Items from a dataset
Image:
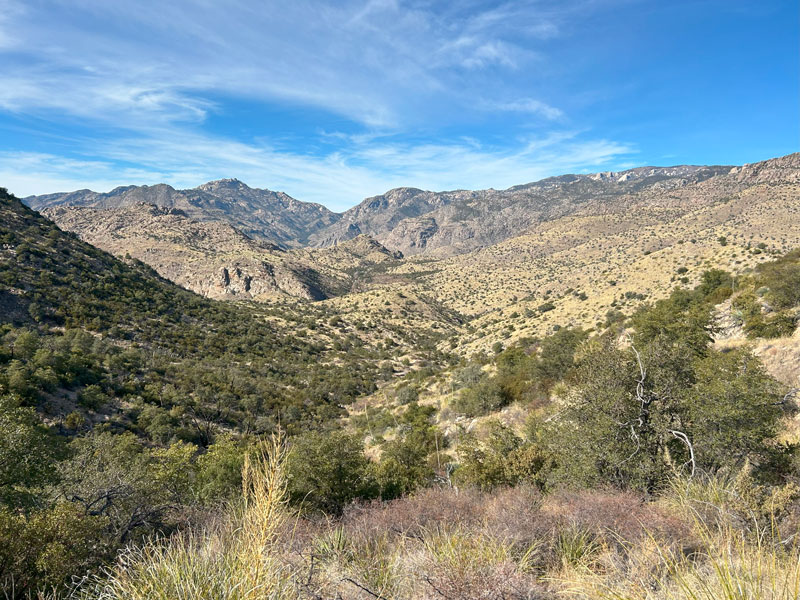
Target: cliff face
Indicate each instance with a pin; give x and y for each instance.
(260, 214)
(212, 259)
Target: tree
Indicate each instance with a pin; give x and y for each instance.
(733, 411)
(26, 452)
(326, 471)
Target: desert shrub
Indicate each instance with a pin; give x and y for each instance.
(326, 471)
(499, 458)
(484, 397)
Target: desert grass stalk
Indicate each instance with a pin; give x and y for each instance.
(239, 559)
(730, 565)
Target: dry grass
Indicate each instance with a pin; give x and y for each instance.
(510, 544)
(237, 559)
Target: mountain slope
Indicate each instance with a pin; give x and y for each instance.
(210, 258)
(261, 214)
(448, 223)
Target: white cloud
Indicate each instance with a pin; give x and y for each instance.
(527, 105)
(379, 63)
(338, 180)
(139, 81)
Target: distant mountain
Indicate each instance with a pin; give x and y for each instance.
(449, 223)
(211, 258)
(258, 213)
(419, 222)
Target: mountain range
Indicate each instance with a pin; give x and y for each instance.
(566, 250)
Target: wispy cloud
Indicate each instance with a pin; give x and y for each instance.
(143, 82)
(339, 179)
(377, 63)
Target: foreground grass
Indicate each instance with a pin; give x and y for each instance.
(512, 544)
(236, 559)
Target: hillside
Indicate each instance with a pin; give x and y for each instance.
(262, 214)
(582, 248)
(447, 223)
(210, 258)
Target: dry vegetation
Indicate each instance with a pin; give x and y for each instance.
(710, 540)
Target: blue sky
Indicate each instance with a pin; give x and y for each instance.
(335, 101)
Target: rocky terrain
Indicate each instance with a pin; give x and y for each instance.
(567, 250)
(211, 258)
(260, 214)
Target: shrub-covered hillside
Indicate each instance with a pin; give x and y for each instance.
(632, 461)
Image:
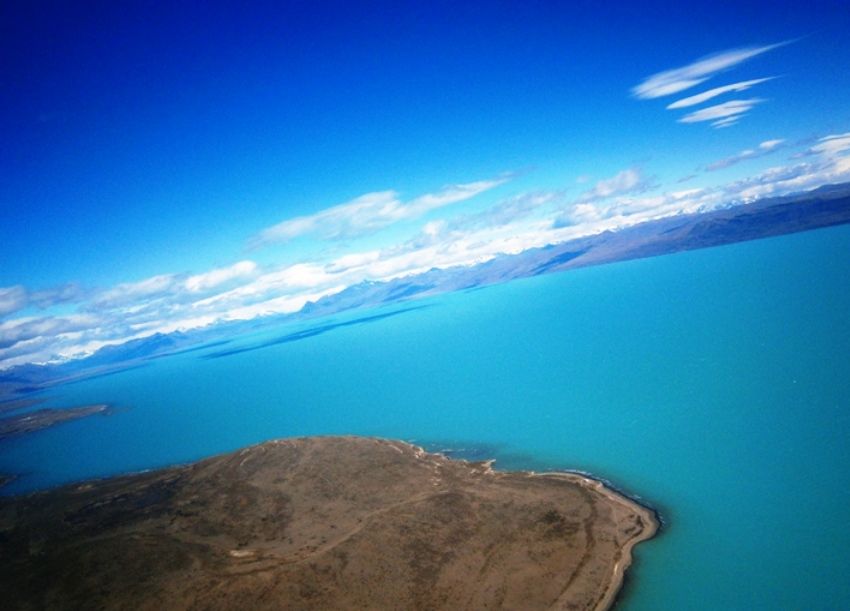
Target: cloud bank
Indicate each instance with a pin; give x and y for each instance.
(244, 290)
(369, 213)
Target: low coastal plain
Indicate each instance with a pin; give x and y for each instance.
(322, 523)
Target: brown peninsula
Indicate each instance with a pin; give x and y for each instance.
(321, 523)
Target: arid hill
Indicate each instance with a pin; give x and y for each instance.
(321, 523)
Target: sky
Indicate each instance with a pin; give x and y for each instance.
(165, 167)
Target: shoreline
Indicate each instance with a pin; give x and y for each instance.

Aim of the exercise
If any image appears in the entries, omit it and return the rest verbatim.

Task result
Image:
Target: cliff face
Indicate each instance with a pin; give x and y for each instance.
(260, 214)
(212, 259)
Target: tree
Indicate each instance with a pin; give x and y for each instance.
(733, 411)
(26, 452)
(326, 471)
Target: desert shrub
Indicate each instance with a pin; give x and y for each instance.
(326, 471)
(499, 458)
(484, 397)
Target: desert grass stalk
Indicate each instance with a pin; give x and y for each instance.
(239, 559)
(730, 565)
Target: dry grass
Indicate each instance with a pin; give x and y for each instance.
(510, 544)
(237, 559)
Target: mountain slope
Indicate each instance with a pin; give x and y for each instance.
(210, 258)
(261, 214)
(448, 223)
Target: white cloud
Indicate each instance with a pin; give x and y for each instance.
(527, 105)
(379, 63)
(338, 180)
(139, 81)
Target: distant mountain
Indicate each instance with a pin; give x and y for each instance.
(449, 223)
(211, 258)
(258, 213)
(419, 222)
Target: mountain range
Indicate each instance with a pin; give x and y for each instance.
(566, 250)
Target: wispy cloud
Indicate each instance with a pin; give x and y for each instance.
(143, 82)
(339, 179)
(377, 63)
Target: foreground grass
Indicate each instance with a pin; give x and y for each instance.
(512, 544)
(236, 559)
Target: hillside
Indicate each instance with a pin; give x and y for each instance.
(262, 214)
(582, 248)
(447, 223)
(210, 258)
Target: dry vegetation
Indicate each instance with a pin; give x and y for each instance.
(710, 540)
Target: blue sky
Indicate each instance with a pin; give x and y for each instance.
(335, 101)
Target: rocky terrain
Indicate each instance with a pin; give x and y for each instance.
(567, 250)
(211, 258)
(260, 214)
Target: shrub-covered hillside
Indicate each instance with a pin; give x and y for each instance.
(632, 461)
Image:
Target: cloud bank
Indicate each instance with a pin; give x and y for each instance.
(244, 290)
(369, 213)
Target: low coastal plain
Indicate each instance with a pin; give x and y for each instance.
(322, 523)
Target: brown peninsula
Indicate each instance with a pin; give x and y for each instance.
(321, 523)
Target: arid hill
Indicate each instance with a pin; give x and y for each instance.
(321, 523)
Target: sky
Indicate each instance with a pin; give x and y for each instance.
(165, 167)
Target: shoreline
Indicate each instance with a pin; give x and y for each instance.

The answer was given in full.